>> START

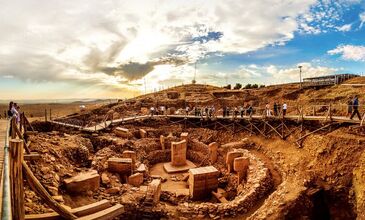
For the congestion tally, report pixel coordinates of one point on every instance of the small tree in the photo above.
(248, 86)
(237, 86)
(228, 86)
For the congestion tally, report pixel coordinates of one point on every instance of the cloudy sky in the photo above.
(114, 49)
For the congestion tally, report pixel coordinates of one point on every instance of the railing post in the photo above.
(12, 127)
(330, 112)
(16, 178)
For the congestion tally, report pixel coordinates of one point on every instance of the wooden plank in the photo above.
(79, 211)
(32, 156)
(42, 192)
(15, 128)
(106, 214)
(16, 178)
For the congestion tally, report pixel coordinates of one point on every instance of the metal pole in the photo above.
(300, 75)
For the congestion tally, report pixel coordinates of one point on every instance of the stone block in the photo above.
(120, 165)
(240, 165)
(142, 133)
(202, 181)
(141, 168)
(178, 153)
(162, 142)
(184, 136)
(130, 154)
(123, 132)
(82, 182)
(135, 179)
(213, 152)
(230, 158)
(154, 189)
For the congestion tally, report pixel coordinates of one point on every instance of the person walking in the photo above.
(285, 107)
(275, 109)
(250, 110)
(267, 110)
(355, 106)
(10, 113)
(349, 107)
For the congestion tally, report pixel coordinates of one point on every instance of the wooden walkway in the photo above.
(106, 124)
(339, 119)
(3, 125)
(103, 125)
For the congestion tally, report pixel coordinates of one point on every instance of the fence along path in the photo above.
(305, 113)
(3, 127)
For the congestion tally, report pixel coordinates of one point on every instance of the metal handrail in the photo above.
(6, 198)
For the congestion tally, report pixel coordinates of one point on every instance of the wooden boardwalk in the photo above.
(103, 125)
(3, 125)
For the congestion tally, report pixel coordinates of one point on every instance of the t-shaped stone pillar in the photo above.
(162, 142)
(184, 136)
(240, 165)
(230, 158)
(132, 155)
(178, 153)
(213, 154)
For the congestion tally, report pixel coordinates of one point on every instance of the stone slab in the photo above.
(88, 181)
(169, 168)
(120, 165)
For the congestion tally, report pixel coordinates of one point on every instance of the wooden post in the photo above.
(13, 128)
(330, 111)
(16, 178)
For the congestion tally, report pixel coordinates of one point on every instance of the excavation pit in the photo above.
(247, 174)
(190, 170)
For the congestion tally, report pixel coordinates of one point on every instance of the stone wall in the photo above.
(259, 183)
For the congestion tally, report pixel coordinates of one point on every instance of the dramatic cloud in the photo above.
(117, 43)
(126, 40)
(345, 28)
(292, 74)
(362, 19)
(349, 52)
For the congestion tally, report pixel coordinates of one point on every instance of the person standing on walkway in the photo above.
(349, 107)
(267, 110)
(275, 109)
(355, 104)
(285, 107)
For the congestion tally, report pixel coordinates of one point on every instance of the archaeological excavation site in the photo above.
(122, 161)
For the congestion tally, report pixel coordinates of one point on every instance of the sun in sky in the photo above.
(117, 49)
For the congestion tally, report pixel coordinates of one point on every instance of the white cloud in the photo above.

>> END

__What this task involves__: Print every line of the records above word for word, omitting the pictures.

__Solution for this exercise__:
For the congestion tally, report pixel coordinates of one point on every instance of the small tree in the photo above.
(248, 86)
(237, 86)
(228, 86)
For the congestion tally, report pixel coordinates of one point on every instance of the cloudy sky in the photo above.
(114, 49)
For the congestion tally, report pixel coordinates of one point on every instance of the railing post in the photo above.
(12, 127)
(330, 112)
(16, 178)
For the congestion tally, report pixel coordinates of one point on every instance of the wooden plank in the photo above.
(79, 211)
(32, 156)
(42, 192)
(15, 128)
(106, 214)
(16, 178)
For the congestion tally, report pixel coordinates of one point on every instance of the metal pole in the photo above.
(300, 75)
For the congestion tally, report pixel coordinates of one point on every instance of the stone block in the photo above.
(120, 165)
(240, 165)
(142, 133)
(202, 181)
(141, 168)
(178, 153)
(162, 142)
(184, 136)
(130, 154)
(123, 132)
(82, 182)
(135, 179)
(213, 152)
(230, 158)
(154, 189)
For the congestion tally, report pixel coordinates of one point on every instance of the person walking in the photo above.
(285, 107)
(275, 109)
(250, 110)
(267, 110)
(355, 106)
(10, 113)
(349, 107)
For the congestion tally, report pixel coordinates of one point on every instance of the wooden walkway in the photo above.
(106, 124)
(339, 119)
(3, 125)
(103, 125)
For the congestion tally, report pixel coordinates of one point on every instance of the fence along path in the photo above.
(305, 113)
(3, 127)
For the congestion tally, report pixel coordinates of one point on every instance of the metal handrail in the photo above.
(6, 198)
For the congestion tally, report pixel coordinates of one point on every instance of the wooden boardwalk in the photo above.
(103, 125)
(3, 125)
For the congestion tally, report pixel coordinates of one point on every instance of the t-shaped stone pillar in the photo above.
(162, 142)
(184, 136)
(240, 165)
(230, 158)
(132, 155)
(178, 153)
(213, 154)
For the congestion tally, report pixel coordinates of one point on every instance of the stone slab in the photo above.
(88, 181)
(169, 168)
(120, 165)
For the congestion tally, report pixel coordinates of one point on every instance of the wooden post in the photo above.
(13, 128)
(330, 111)
(16, 178)
For the congestion tally, report pixel coordinates of one point on every instance of the excavation pit in the photo above.
(247, 174)
(190, 170)
For the congestion tally, report pixel coordinates of one point on every instance of the stone wall in the photo above.
(259, 183)
For the congestion tally, report pixel coordinates of one point on every instance of the dramatic cloud in the photo above.
(117, 43)
(126, 40)
(345, 28)
(292, 74)
(362, 19)
(349, 52)
For the congestion tally, report pixel coordinates of one point on every instance of the person standing on walkway in the photo above.
(349, 107)
(267, 110)
(275, 109)
(355, 104)
(285, 107)
For the congestion tally, report pixel coordinates of one point on every instance of the archaeological excavation site in the photo above.
(122, 161)
For the congestion tally, report pixel coordinates of one point on every instance of the sun in sky in the photo above.
(117, 49)
For the congestion tally, report pixel coordinates of one point on every instance of the white cloud in the photo above.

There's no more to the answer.